_Prompt_. Copy the data verbatim from its first line through the line that contains "[(227, 306), (334, 203), (312, 140), (228, 101), (143, 239)]", including both of those lines.

_Extracted records_.
------------

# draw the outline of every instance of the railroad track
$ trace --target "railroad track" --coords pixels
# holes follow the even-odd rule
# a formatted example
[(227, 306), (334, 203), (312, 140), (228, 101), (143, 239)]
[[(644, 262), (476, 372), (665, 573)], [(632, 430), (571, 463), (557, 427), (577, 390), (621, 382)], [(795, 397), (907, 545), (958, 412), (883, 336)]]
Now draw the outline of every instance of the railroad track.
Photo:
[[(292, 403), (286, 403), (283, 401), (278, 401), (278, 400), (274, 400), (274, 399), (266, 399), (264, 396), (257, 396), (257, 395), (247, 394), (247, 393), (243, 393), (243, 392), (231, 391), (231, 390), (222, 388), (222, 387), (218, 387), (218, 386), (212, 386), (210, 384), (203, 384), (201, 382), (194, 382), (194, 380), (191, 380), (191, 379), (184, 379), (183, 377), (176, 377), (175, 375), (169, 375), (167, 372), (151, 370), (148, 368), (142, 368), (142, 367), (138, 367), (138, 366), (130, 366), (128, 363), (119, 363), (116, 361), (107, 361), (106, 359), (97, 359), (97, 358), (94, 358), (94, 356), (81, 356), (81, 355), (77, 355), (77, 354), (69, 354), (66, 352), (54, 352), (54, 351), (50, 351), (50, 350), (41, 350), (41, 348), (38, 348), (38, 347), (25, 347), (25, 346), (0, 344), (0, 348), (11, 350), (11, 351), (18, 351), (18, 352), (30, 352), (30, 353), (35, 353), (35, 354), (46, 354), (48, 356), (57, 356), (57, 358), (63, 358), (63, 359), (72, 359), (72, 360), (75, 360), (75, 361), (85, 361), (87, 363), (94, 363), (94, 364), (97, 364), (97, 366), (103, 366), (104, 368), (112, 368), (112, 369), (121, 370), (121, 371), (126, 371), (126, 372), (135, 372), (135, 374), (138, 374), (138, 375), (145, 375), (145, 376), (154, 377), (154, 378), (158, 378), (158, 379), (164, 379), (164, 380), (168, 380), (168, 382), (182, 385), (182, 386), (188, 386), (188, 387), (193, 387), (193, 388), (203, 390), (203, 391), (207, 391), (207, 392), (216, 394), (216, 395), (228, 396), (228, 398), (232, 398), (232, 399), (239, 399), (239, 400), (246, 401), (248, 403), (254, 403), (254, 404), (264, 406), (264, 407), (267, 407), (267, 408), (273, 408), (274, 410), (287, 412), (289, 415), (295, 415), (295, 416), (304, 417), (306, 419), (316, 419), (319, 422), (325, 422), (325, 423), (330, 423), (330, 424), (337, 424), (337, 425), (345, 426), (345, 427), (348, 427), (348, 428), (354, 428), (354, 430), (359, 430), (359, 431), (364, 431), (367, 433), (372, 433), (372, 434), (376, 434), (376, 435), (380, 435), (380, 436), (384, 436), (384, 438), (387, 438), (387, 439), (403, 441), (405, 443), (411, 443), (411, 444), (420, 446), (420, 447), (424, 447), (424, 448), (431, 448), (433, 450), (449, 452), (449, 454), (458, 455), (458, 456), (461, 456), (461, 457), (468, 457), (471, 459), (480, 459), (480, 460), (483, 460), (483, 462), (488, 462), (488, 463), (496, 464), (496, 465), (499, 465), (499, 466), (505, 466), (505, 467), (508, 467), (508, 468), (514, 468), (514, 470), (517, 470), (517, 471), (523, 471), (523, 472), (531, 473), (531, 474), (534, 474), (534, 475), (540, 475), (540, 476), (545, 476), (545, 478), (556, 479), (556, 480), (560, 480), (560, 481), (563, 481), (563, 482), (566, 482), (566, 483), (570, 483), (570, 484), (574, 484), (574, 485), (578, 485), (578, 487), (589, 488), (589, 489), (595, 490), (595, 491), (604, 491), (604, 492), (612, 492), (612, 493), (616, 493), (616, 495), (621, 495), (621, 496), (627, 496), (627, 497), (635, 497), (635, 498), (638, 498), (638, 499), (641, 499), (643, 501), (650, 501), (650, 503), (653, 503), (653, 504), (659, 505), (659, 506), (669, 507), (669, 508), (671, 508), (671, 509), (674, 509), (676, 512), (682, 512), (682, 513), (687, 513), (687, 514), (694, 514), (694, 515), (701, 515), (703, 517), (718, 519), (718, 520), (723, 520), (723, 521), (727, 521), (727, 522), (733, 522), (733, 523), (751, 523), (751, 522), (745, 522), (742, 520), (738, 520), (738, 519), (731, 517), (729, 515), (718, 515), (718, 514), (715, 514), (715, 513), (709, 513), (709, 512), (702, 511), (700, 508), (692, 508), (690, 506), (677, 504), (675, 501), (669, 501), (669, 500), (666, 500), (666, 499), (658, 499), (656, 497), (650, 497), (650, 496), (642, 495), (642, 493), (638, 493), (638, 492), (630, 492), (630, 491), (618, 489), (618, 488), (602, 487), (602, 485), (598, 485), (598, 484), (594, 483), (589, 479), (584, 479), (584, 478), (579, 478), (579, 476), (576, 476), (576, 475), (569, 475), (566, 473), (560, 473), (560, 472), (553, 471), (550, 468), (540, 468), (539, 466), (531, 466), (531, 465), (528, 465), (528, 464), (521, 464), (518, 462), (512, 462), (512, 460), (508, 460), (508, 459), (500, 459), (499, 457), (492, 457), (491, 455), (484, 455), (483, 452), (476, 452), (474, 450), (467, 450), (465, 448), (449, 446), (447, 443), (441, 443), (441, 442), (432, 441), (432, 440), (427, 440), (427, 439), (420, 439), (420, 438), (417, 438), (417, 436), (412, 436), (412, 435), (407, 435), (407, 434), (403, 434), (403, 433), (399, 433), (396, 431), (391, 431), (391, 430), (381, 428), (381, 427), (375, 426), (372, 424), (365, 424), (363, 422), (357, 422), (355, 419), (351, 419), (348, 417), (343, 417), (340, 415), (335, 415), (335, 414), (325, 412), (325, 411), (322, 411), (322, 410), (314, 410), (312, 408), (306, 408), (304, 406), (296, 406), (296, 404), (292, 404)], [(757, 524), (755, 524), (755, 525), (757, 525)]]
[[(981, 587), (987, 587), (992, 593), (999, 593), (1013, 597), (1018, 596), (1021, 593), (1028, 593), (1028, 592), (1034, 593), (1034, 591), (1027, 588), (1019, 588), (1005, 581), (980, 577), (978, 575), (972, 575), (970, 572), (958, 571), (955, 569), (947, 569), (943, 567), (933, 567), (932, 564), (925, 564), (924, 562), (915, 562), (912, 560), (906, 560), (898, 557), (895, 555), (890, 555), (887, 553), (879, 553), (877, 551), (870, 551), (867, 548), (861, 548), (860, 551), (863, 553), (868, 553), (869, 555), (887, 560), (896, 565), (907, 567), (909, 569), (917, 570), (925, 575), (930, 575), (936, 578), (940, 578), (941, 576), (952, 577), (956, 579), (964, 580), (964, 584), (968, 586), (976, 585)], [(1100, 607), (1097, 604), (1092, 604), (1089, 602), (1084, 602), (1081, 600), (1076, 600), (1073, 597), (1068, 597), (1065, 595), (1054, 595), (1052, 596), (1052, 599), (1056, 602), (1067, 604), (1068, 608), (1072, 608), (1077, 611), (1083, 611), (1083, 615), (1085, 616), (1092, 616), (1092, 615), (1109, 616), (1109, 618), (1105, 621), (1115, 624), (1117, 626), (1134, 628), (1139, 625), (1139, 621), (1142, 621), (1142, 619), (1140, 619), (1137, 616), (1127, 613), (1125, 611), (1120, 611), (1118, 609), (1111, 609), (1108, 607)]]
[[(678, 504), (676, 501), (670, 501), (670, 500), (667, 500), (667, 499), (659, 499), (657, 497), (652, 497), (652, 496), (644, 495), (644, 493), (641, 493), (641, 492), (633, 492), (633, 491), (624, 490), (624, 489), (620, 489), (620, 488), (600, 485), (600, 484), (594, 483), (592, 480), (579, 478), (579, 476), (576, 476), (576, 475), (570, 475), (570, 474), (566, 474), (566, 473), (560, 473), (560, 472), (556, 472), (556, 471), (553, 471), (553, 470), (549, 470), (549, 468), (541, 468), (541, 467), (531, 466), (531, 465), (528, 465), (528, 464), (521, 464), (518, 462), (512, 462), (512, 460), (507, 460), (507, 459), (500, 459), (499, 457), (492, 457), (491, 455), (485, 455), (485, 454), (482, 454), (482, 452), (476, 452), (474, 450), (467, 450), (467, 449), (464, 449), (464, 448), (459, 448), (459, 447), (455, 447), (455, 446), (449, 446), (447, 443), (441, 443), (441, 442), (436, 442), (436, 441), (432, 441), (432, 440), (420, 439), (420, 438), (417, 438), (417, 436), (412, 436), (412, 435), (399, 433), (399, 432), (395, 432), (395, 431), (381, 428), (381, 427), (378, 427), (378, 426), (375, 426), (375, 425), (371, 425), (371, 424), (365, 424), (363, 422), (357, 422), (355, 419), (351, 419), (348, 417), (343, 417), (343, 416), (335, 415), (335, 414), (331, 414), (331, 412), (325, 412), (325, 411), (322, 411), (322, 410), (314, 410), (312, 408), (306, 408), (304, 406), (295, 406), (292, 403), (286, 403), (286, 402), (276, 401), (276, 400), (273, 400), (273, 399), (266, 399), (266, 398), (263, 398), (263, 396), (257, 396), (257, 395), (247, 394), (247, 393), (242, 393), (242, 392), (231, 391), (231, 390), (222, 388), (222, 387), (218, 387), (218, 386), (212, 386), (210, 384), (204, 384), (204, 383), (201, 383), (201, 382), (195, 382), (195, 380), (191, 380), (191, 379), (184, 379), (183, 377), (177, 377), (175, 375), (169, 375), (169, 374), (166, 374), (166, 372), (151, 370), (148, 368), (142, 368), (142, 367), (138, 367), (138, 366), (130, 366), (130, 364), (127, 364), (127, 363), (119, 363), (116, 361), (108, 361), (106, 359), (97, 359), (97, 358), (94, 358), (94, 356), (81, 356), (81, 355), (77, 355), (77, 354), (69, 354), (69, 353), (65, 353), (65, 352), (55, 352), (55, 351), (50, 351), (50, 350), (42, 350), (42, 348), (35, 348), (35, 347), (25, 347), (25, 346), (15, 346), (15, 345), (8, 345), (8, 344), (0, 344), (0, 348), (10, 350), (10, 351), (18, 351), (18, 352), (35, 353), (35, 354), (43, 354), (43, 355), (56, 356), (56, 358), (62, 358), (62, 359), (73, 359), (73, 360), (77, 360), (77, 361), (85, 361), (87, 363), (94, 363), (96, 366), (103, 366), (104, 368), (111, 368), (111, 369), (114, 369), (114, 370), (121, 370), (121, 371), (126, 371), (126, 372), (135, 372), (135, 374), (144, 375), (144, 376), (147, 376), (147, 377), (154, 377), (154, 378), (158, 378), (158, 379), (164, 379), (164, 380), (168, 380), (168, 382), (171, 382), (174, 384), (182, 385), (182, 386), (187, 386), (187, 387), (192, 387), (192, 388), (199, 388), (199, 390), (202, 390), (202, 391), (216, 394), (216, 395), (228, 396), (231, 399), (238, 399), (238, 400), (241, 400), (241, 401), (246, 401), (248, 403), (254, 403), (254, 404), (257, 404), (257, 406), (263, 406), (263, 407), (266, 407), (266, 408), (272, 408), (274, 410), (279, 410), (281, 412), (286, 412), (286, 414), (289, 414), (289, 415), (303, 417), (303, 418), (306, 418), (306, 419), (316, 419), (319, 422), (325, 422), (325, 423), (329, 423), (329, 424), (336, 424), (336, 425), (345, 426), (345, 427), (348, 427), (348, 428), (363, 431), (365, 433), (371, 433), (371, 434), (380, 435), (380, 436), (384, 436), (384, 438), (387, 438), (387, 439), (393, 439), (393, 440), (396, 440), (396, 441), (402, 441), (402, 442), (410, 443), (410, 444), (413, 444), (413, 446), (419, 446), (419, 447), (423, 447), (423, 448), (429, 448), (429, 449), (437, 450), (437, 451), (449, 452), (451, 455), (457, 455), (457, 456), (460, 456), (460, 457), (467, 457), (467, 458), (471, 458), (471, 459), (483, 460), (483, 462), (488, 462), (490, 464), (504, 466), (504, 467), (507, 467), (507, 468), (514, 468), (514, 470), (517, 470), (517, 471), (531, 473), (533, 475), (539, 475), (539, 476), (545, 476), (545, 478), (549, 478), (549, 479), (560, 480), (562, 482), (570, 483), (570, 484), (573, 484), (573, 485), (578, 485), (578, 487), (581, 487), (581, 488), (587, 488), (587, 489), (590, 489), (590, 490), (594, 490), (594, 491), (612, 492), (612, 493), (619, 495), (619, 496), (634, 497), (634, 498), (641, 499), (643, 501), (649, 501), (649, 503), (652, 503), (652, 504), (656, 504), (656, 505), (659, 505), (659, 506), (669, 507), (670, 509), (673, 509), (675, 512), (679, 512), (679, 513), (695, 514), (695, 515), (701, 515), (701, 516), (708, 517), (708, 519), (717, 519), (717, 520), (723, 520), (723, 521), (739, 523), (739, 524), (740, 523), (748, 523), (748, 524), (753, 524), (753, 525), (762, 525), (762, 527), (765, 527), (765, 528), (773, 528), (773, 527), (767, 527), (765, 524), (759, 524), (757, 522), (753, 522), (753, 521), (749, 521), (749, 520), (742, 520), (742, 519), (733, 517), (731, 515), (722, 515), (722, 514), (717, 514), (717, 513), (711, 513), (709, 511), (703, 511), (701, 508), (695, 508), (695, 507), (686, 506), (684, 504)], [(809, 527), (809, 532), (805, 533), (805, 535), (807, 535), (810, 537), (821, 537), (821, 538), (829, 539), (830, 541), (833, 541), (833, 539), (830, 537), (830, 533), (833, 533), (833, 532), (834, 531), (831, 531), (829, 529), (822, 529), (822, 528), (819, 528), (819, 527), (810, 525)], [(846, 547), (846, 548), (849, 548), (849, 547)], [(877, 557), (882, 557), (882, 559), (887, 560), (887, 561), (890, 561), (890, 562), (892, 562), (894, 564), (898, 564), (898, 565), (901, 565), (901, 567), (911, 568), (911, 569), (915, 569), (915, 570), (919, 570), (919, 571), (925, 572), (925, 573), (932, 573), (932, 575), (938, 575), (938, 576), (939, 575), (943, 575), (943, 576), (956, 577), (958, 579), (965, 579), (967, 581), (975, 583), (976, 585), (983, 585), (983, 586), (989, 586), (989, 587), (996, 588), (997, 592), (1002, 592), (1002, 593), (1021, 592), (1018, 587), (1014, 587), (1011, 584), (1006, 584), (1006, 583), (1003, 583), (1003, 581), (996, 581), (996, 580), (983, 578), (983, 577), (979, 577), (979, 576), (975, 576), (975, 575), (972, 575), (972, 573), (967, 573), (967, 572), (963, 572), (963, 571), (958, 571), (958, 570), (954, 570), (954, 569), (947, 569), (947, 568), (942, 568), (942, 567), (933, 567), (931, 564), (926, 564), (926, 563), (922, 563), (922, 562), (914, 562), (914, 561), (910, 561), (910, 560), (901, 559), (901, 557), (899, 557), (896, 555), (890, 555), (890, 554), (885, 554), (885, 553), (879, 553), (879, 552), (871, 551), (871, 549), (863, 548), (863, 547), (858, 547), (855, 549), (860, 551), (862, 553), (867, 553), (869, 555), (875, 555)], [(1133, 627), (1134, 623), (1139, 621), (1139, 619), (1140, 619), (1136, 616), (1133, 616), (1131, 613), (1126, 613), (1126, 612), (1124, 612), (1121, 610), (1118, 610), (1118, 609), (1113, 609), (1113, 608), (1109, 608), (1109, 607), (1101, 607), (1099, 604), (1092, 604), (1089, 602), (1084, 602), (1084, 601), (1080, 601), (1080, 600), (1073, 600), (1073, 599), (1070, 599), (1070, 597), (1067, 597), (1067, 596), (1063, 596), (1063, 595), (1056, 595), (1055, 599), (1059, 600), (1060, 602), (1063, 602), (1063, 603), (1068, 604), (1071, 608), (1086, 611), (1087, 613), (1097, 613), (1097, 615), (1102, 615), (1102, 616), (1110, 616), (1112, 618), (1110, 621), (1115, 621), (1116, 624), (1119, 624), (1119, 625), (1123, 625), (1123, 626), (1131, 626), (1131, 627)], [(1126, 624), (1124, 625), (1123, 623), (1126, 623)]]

------------

_Exercise result_.
# draw the outline of every instance of the railroad track
$ trace --target "railroad track" --coords pixels
# holes follow the even-odd rule
# a formatted example
[(227, 306), (334, 203), (312, 140), (228, 101), (143, 239)]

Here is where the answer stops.